+++ MATERIAL FOR THE TASK +++

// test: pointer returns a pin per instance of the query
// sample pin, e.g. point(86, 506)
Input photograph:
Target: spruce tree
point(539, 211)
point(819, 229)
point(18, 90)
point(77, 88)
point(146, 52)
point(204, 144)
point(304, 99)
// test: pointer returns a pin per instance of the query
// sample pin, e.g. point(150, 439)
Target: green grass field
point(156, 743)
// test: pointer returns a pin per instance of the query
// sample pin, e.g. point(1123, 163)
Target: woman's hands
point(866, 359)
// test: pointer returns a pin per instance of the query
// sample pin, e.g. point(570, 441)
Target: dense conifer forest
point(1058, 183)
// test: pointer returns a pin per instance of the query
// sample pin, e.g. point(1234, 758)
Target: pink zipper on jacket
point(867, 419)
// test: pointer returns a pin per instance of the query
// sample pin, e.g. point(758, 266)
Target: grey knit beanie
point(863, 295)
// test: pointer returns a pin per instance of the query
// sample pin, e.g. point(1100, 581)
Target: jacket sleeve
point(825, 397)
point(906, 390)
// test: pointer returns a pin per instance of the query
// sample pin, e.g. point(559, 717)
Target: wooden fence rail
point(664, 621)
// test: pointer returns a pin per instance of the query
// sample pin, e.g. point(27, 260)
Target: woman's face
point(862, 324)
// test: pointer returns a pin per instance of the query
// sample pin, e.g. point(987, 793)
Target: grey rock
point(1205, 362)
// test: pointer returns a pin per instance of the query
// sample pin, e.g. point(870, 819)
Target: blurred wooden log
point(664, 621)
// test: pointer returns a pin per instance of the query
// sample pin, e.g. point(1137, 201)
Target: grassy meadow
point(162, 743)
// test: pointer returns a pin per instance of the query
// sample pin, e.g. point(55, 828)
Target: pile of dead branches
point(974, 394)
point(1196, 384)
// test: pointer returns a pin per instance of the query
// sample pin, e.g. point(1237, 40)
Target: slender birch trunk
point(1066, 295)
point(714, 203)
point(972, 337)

+++

→ TASK REQUIREMENTS:
Reproduce all of the records above without changing a single character.

→ SOLUTION BELOW:
// test: pointer returns a pin per instance of the query
// sample pin, e.g. point(86, 506)
Input photograph:
Target: spruce tree
point(539, 211)
point(819, 229)
point(18, 90)
point(77, 88)
point(146, 52)
point(204, 144)
point(304, 99)
// test: pointer returns a pin per instance of the query
// sample pin, e.g. point(150, 439)
Target: green grass field
point(156, 743)
// test: pointer returns a pin per instance of the query
// sample pin, e.g. point(1123, 163)
Target: woman's hands
point(866, 359)
// test: pointer returns a pin per instance of the query
// sample pin, e.g. point(570, 441)
Target: dense conifer forest
point(1058, 183)
// test: pointer returns a pin per instance of the query
// sample pin, e.g. point(1234, 758)
Target: pink zipper on jacket
point(867, 419)
// test: pointer returns a pin per instance of the query
// sample pin, e.g. point(758, 266)
Target: grey knit beanie
point(863, 295)
// test: pointer returns a pin per instance of the query
// sample pin, e.g. point(1100, 581)
Target: jacket sleeve
point(825, 397)
point(906, 390)
// test: pointer returns a pin per instance of the query
// sample pin, e.g. point(559, 717)
Target: wooden fence rail
point(664, 621)
// test: pointer returns a pin per instance of the query
// sample pin, e.g. point(27, 260)
Target: woman's face
point(862, 324)
// test: pointer returns a pin per instance of the query
// sample pin, e.g. point(987, 793)
Target: grey rock
point(1205, 362)
// test: pointer returns a pin per instance of the query
// sample pin, e.g. point(870, 819)
Target: blurred wooden log
point(664, 621)
// test: pointer returns a pin per instance of the query
// sample pin, e.g. point(1137, 201)
Target: grassy meadow
point(162, 743)
// test: pointer returns a pin per instance of the query
// sample pin, e.g. point(55, 828)
Target: pile of dead branches
point(974, 394)
point(1196, 384)
// test: pointer returns a pin per instance of the query
// sample pin, e.g. point(1237, 40)
Target: slender birch trunk
point(1066, 295)
point(714, 203)
point(972, 337)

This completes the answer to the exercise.